### INSTRUCTIONS FOR THE TASK:
Reproduce, exactly and in full, only the lines below from the one containing "Put a single dot on each instance of the denim" through the one containing "Target: woman's shoulder".

# # #

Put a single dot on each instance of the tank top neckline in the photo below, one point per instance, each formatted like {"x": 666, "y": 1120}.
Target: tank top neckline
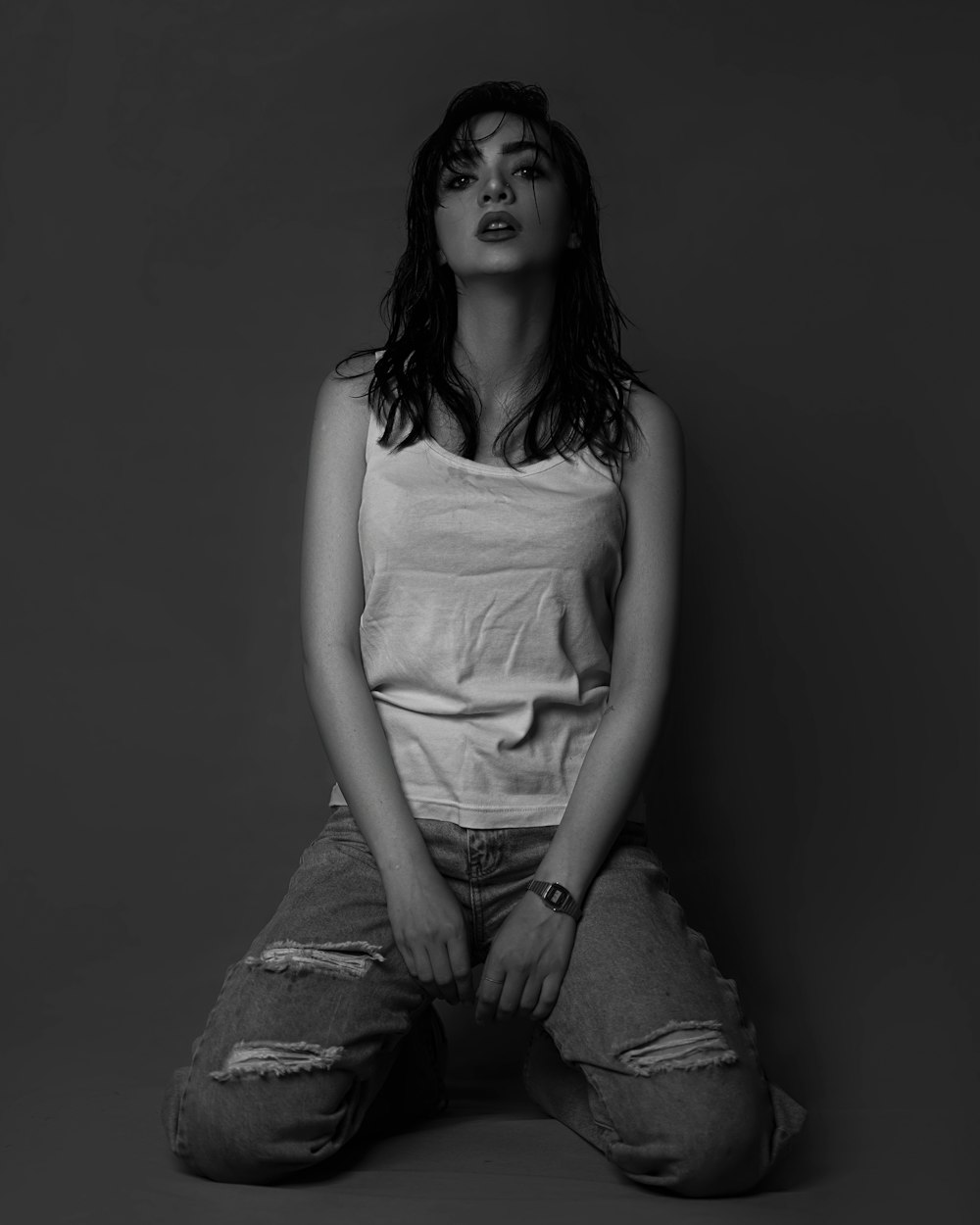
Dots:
{"x": 503, "y": 469}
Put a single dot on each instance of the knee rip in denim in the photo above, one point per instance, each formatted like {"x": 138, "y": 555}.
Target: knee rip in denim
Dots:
{"x": 275, "y": 1058}
{"x": 348, "y": 959}
{"x": 682, "y": 1045}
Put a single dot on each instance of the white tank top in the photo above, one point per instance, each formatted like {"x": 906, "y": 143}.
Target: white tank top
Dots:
{"x": 486, "y": 635}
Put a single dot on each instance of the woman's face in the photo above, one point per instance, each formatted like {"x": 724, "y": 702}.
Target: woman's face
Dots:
{"x": 504, "y": 177}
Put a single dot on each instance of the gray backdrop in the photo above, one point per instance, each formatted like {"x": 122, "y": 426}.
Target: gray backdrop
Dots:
{"x": 202, "y": 206}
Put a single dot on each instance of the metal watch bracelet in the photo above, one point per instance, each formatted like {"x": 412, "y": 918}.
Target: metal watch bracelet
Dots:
{"x": 557, "y": 897}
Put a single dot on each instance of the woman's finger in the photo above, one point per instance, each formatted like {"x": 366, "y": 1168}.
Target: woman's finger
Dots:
{"x": 461, "y": 968}
{"x": 491, "y": 984}
{"x": 445, "y": 984}
{"x": 529, "y": 996}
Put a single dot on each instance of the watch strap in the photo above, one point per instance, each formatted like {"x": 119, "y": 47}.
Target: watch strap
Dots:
{"x": 557, "y": 897}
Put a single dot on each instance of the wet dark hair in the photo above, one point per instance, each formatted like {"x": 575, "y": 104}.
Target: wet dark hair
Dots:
{"x": 579, "y": 401}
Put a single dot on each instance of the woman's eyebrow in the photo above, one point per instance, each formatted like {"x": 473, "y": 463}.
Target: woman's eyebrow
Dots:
{"x": 466, "y": 156}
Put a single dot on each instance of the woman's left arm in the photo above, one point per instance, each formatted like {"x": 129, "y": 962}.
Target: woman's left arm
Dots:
{"x": 532, "y": 949}
{"x": 642, "y": 647}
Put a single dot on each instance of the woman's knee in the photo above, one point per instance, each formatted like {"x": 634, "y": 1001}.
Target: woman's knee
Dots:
{"x": 249, "y": 1130}
{"x": 711, "y": 1152}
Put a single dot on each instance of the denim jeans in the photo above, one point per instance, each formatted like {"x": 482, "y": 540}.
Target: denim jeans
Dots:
{"x": 646, "y": 1054}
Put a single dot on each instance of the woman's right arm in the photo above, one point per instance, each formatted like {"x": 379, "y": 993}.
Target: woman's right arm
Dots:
{"x": 426, "y": 920}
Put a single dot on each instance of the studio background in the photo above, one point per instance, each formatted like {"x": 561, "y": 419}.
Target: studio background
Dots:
{"x": 202, "y": 205}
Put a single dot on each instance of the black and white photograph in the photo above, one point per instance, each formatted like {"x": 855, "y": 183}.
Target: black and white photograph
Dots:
{"x": 491, "y": 650}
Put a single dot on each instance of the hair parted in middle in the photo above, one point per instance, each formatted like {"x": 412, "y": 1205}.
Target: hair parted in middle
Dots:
{"x": 579, "y": 398}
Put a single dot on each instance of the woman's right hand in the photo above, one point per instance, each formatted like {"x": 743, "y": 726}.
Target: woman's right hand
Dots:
{"x": 430, "y": 934}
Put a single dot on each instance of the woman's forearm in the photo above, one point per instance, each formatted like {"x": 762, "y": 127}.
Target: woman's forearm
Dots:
{"x": 607, "y": 785}
{"x": 362, "y": 762}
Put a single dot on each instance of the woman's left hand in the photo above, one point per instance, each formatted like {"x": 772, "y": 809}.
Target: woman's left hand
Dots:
{"x": 530, "y": 955}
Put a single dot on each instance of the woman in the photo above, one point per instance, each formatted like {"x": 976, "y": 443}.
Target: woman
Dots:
{"x": 489, "y": 597}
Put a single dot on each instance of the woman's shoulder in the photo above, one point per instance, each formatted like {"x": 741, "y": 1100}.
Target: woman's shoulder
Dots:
{"x": 346, "y": 385}
{"x": 660, "y": 439}
{"x": 342, "y": 411}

# # #

### FINISHED EXERCISE:
Put a single dot on each instance of the denim jeans in the photo above, one point per instance, each formatted like {"x": 482, "y": 540}.
Target: denim jeans
Dots:
{"x": 646, "y": 1054}
Put a single dot on each instance of the woman's right arm in the photo above, one point per instance, each formatted like {"x": 379, "y": 993}.
Target: woman's right arm
Dots:
{"x": 426, "y": 920}
Put a single dot on each instance of the studio background in the photo above, one point per instance, each formatted like {"x": 561, "y": 419}.
Target: studio background
Dots:
{"x": 202, "y": 205}
Put a single dot on each instance of the black and white photograph in the photo above, one point per instance, each formatted like {"x": 855, "y": 183}.
Target: black and white photograph
Dots:
{"x": 491, "y": 650}
Put a single dot on each instance of the hair parted in middle in the photo above, one point per instance, each formatted like {"x": 412, "y": 1205}.
Target: hair parted in middle
Dots:
{"x": 579, "y": 398}
Put a single dot on each instance of the woman's right hand in the photo above, one point per instance, each formatted like {"x": 743, "y": 726}.
Target: woman's right hand
Dots:
{"x": 430, "y": 934}
Put a single dot on each instance of the woman's forearm in the photo above, one point per instance, each formatted like {"x": 762, "y": 127}.
Target: woman's forearm
Dots:
{"x": 607, "y": 785}
{"x": 362, "y": 762}
Put a single dot on each instance of the woman's left hand in the photo above, one point per instance, each formatted like {"x": 772, "y": 809}.
Target: woman's left hand
Dots:
{"x": 530, "y": 955}
Put a single dot on each instance of the woman in the photo above, one point per instance, each formatted like {"x": 976, "y": 443}.
Target: woman
Dots:
{"x": 489, "y": 597}
Put a single dot on each instance of the woman's shoulder in the photo above, one point per instance, each formatted like {"x": 741, "y": 1100}.
Target: woman's shoulder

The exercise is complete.